**Stated problem 1**
In the region labeling entries, copy out every line from the line containing "If it's not too much trouble, can you detect the open" to the line containing "393 364 614 478", including both of those lines. Omit the pictures from your copy.

**Selected extract**
>>

ASP.NET Performance – Windows Update – a great example for setting performance standards

Much as people love hearing on  the new features of ASP.NET, one of the frequent requests that I receive is around performance counters, high transactional sites using ASP.NET and real world applications that do very well on ASP.NET.  While there are thousands of sites out there running on ASP.NET, many of them being mission critical, our own Windows Update is a great example of high performance.

Windows Update is something all of us use, whether we like it or not.  It helps maintain your system up to date with critical patches, recommended downloads as well as optional add-ins.  Windows Update also periodically provides major updates such as Service Pack for Windows Vista, Office etc., and it is an essential part of your Windows usage.

<<

**Stated problem 2**
According to the passage on ASP.NET performance, why does the writer take up the subject of performance?

Region labeling records
>>

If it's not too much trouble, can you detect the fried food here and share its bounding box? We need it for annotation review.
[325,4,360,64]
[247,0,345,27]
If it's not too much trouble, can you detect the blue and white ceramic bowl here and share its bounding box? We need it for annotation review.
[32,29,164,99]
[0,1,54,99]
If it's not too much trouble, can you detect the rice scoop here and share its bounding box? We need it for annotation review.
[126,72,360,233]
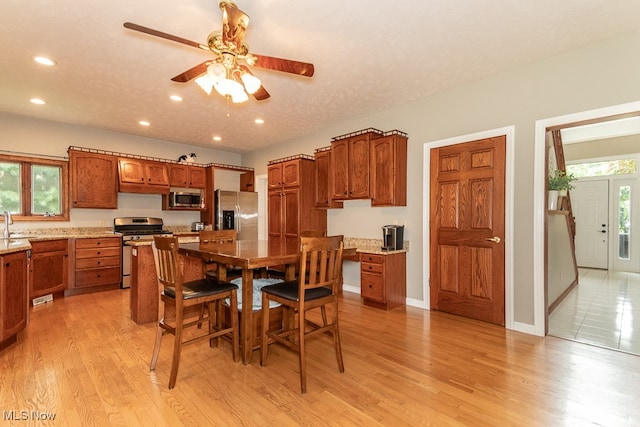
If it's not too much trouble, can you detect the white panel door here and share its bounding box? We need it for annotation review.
[571,180,609,269]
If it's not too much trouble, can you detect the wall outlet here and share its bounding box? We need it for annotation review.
[32,294,53,307]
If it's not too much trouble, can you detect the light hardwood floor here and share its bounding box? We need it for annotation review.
[0,290,640,426]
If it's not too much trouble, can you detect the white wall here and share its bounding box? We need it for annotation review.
[243,29,640,325]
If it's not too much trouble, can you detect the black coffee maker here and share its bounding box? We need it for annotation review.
[382,225,404,251]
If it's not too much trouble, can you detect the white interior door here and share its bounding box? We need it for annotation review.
[571,180,609,269]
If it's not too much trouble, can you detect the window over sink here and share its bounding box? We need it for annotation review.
[0,155,69,221]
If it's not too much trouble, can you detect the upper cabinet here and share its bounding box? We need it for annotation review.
[69,150,118,209]
[267,159,300,190]
[314,147,343,208]
[267,155,327,242]
[118,158,169,194]
[169,164,207,189]
[330,129,381,200]
[369,131,407,206]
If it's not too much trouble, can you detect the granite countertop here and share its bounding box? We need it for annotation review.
[125,233,409,255]
[0,226,409,255]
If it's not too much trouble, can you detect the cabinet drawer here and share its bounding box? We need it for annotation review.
[76,267,122,288]
[76,237,122,249]
[360,262,384,274]
[360,272,385,302]
[360,254,384,264]
[76,246,120,260]
[31,239,67,254]
[76,256,120,270]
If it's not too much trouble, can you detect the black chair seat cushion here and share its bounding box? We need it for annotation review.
[262,280,331,301]
[164,279,238,299]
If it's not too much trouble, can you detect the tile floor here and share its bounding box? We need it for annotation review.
[549,268,640,355]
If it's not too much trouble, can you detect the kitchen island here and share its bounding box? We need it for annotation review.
[0,239,31,351]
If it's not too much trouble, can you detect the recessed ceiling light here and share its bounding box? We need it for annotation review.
[33,56,56,67]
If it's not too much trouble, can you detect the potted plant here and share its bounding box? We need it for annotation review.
[547,169,577,210]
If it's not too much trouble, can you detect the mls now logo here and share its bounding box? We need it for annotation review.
[2,409,56,421]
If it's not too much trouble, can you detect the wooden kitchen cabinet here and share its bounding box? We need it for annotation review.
[118,158,169,194]
[69,150,118,209]
[369,131,407,206]
[0,251,29,350]
[267,159,308,190]
[169,164,207,189]
[64,236,122,295]
[267,155,327,246]
[331,129,382,200]
[314,147,344,208]
[29,239,69,300]
[360,252,407,310]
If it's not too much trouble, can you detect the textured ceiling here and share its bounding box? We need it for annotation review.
[0,0,640,152]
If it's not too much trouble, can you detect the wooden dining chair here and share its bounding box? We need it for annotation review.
[260,236,344,393]
[151,236,240,389]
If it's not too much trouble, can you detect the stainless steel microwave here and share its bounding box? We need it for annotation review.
[169,191,202,208]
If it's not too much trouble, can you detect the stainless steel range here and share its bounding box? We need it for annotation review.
[113,216,171,288]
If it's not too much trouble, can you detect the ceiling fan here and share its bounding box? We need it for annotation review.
[124,0,314,103]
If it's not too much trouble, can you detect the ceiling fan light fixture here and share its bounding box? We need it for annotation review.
[207,62,227,81]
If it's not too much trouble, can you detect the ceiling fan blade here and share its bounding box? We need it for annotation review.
[171,61,211,83]
[220,0,249,51]
[123,22,211,51]
[250,54,315,77]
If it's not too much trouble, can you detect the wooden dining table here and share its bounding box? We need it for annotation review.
[178,239,356,364]
[178,239,355,364]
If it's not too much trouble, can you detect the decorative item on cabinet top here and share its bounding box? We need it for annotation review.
[67,145,254,172]
[330,128,409,142]
[331,128,384,142]
[178,153,198,163]
[267,154,315,166]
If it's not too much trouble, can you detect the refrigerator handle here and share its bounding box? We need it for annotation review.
[235,205,242,235]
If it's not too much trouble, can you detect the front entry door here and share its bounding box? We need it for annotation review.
[571,179,609,269]
[430,136,506,325]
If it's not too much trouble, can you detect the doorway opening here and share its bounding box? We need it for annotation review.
[533,102,640,342]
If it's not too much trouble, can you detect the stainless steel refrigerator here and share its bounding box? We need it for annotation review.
[214,190,258,240]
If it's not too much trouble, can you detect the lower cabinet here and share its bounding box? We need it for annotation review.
[64,236,122,295]
[0,251,29,350]
[360,252,407,310]
[29,239,69,300]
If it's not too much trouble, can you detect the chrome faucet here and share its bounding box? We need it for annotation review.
[2,211,13,239]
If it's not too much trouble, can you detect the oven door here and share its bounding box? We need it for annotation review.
[121,244,133,289]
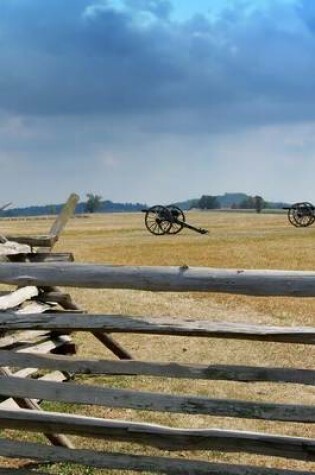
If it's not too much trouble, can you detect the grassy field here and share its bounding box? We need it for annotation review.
[0,212,315,475]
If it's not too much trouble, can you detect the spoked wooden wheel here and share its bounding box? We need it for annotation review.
[167,206,186,234]
[144,205,172,236]
[288,202,315,228]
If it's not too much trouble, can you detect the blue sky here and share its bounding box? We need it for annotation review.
[0,0,315,206]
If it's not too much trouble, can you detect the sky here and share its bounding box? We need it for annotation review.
[0,0,315,207]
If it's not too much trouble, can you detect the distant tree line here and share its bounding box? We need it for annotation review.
[191,195,267,213]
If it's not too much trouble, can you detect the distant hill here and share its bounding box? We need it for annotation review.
[0,193,288,217]
[0,200,146,217]
[172,193,289,210]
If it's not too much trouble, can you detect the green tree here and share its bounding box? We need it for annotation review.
[85,193,102,213]
[198,195,220,209]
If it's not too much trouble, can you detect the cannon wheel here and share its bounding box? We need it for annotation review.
[167,205,186,234]
[144,205,172,236]
[288,202,315,228]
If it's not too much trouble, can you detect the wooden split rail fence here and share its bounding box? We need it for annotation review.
[0,258,315,475]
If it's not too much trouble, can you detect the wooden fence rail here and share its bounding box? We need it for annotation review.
[0,262,315,297]
[0,261,315,475]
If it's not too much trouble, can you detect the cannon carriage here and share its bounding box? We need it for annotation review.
[283,201,315,228]
[142,205,208,236]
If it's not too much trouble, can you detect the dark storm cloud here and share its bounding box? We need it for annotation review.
[0,0,315,130]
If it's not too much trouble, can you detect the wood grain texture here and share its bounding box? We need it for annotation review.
[0,312,315,345]
[0,439,315,475]
[0,264,315,297]
[0,350,315,386]
[0,376,315,424]
[0,409,315,461]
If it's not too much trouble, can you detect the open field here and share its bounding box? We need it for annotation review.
[0,212,315,475]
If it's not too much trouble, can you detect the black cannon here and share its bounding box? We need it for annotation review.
[142,205,208,236]
[283,201,315,228]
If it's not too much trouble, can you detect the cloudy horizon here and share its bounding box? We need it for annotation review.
[0,0,315,207]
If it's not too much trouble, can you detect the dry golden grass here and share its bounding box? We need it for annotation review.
[0,212,315,474]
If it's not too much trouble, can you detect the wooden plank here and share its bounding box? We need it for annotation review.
[0,368,74,449]
[15,301,53,315]
[8,252,74,262]
[0,439,315,475]
[0,262,315,297]
[0,376,315,424]
[0,350,315,386]
[49,193,80,237]
[0,330,49,349]
[92,331,132,360]
[42,287,132,360]
[15,335,71,353]
[0,286,39,310]
[0,409,315,461]
[0,467,47,475]
[6,234,57,247]
[0,312,315,345]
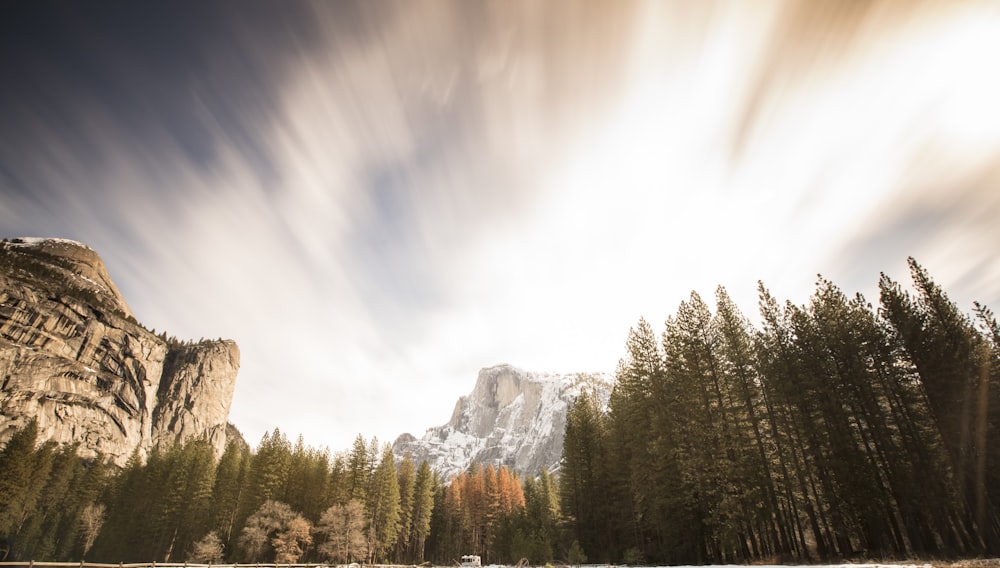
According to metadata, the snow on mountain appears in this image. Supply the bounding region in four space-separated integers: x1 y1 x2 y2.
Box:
393 364 614 478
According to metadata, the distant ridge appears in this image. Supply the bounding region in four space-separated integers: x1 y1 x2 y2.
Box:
0 237 240 465
393 364 614 477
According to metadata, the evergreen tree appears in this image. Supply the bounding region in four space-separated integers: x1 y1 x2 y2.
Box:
316 499 368 564
408 462 436 563
367 444 400 564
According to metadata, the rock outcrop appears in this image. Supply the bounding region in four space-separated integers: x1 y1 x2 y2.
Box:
0 239 239 465
393 365 613 477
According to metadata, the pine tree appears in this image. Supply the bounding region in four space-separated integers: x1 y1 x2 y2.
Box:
316 499 368 564
395 453 417 562
367 444 400 564
409 462 436 563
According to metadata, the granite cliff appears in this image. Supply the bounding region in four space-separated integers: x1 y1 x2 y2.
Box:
393 365 613 477
0 239 240 465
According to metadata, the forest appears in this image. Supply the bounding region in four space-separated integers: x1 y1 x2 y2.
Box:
0 259 1000 565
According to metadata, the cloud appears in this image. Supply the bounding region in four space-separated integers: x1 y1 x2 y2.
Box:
0 2 1000 449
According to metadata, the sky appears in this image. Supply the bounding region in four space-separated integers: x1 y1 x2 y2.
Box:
0 0 1000 451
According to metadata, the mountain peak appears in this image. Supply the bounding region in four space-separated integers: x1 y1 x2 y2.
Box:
393 364 613 477
2 237 135 319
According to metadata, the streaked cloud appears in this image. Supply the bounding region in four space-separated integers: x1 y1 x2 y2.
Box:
0 1 1000 449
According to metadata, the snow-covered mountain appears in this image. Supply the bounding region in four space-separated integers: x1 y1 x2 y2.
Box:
393 365 614 478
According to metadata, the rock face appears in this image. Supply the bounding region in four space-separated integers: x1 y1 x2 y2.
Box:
0 239 239 465
393 365 613 477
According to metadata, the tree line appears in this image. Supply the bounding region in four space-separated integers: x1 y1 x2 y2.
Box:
0 421 572 564
0 259 1000 565
560 259 1000 564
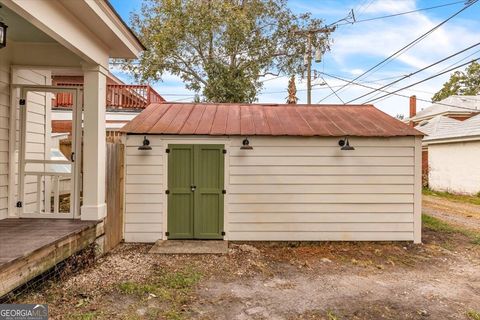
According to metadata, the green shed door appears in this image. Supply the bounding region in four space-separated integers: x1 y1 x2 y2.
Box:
168 145 224 239
193 144 224 239
167 145 194 239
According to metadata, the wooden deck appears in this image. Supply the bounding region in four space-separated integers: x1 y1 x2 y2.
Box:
0 219 103 297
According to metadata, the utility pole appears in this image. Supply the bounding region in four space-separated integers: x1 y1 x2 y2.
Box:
294 27 335 104
307 32 312 104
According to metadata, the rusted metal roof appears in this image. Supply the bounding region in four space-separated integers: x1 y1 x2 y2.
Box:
121 102 423 137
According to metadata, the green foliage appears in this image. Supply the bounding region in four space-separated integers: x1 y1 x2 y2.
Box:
117 267 202 320
422 214 480 245
422 188 480 205
126 0 329 103
432 61 480 101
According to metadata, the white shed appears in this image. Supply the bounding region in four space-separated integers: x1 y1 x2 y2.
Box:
424 115 480 194
122 103 422 243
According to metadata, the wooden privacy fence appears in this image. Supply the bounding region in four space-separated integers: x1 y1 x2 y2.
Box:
105 143 125 251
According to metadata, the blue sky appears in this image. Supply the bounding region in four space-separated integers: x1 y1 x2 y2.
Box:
110 0 480 115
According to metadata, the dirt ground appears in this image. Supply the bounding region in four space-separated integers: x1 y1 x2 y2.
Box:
13 196 480 320
15 225 480 320
423 195 480 230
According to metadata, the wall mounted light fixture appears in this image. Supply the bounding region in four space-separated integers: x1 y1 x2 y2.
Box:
138 136 152 150
240 137 253 150
338 137 355 151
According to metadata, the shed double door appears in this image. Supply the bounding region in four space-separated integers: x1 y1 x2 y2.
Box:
167 144 224 239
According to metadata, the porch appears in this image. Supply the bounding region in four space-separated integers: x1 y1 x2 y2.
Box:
0 218 104 298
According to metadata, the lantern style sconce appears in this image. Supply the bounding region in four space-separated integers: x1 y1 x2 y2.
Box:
338 137 355 151
138 136 152 151
0 21 8 49
240 138 253 150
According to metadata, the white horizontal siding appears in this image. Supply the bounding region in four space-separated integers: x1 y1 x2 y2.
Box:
124 136 165 242
125 135 415 242
227 137 415 240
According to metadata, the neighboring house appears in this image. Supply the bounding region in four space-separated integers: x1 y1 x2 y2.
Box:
0 0 144 297
122 103 422 243
424 115 480 194
52 73 165 136
415 115 461 186
406 96 480 186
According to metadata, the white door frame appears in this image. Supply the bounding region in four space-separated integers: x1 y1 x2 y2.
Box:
12 85 83 219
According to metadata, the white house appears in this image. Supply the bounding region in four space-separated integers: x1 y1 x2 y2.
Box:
0 0 144 297
424 115 480 194
0 0 143 220
122 103 422 243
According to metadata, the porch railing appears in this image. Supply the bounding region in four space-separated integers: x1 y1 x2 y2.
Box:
52 83 165 109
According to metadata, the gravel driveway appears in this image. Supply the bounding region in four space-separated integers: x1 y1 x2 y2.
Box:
13 224 480 320
423 195 480 231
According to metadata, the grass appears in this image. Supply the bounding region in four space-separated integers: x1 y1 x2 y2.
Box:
423 188 480 205
467 310 480 320
422 214 480 245
118 268 202 320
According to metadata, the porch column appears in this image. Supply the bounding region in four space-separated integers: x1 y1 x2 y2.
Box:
81 65 108 220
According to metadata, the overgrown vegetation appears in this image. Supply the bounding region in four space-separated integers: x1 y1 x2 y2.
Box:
422 214 480 245
423 188 480 205
125 0 331 103
118 268 201 320
432 61 480 101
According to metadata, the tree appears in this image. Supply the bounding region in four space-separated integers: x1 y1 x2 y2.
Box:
287 76 298 104
432 61 480 101
126 0 329 103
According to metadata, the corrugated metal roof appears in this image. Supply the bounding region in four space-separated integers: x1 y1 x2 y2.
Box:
410 96 480 121
121 103 423 137
424 115 480 142
415 116 462 136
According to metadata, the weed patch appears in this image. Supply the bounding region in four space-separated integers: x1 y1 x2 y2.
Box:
118 268 201 320
422 188 480 205
422 214 480 245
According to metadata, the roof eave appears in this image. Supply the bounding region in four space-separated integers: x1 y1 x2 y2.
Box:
86 0 146 59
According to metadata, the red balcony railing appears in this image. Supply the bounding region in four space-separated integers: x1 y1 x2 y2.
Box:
53 83 165 109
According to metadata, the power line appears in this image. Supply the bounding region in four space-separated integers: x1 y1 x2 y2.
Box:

<<

**Result 1**
If it's not too much trouble, can you detect the open field here and share its bounding box? We need it for annotation review.
[0,212,315,475]
If it's not too much trouble, can you detect the black cannon here and share its bounding box? We need it for annotation review.
[142,205,208,236]
[283,201,315,228]
If it's not too much trouble, can you detect the cloudy horizon here and share its bounding box? We need it for annotation review.
[0,0,315,207]
If it's not too much trouble, can you detect the dry golden grass here and share its bounding box? We need it for annotation review.
[0,212,315,474]
If it's not too much trouble, can you detect the wooden plank here and share its bounding box? We need it for annotation review.
[0,368,74,449]
[15,301,53,315]
[8,252,74,262]
[0,439,315,475]
[0,262,315,297]
[0,376,315,424]
[0,350,315,386]
[49,193,80,237]
[0,330,49,349]
[92,331,132,360]
[42,287,132,360]
[15,335,71,353]
[0,286,39,310]
[0,409,315,461]
[0,467,47,475]
[6,234,57,247]
[0,312,315,345]
According to metadata, the snow on mountain appears in this image. Supply the bounding region in four space-separated integers: x1 y1 x2 y2.
Box:
393 364 614 478

**Result 2**
The writer takes it up because one of the requests they frequently receive concerns performance counters, high-transactional sites using ASP.NET, and real-world applications that do very well on ASP.NET. This holds even though people also love hearing about the new features.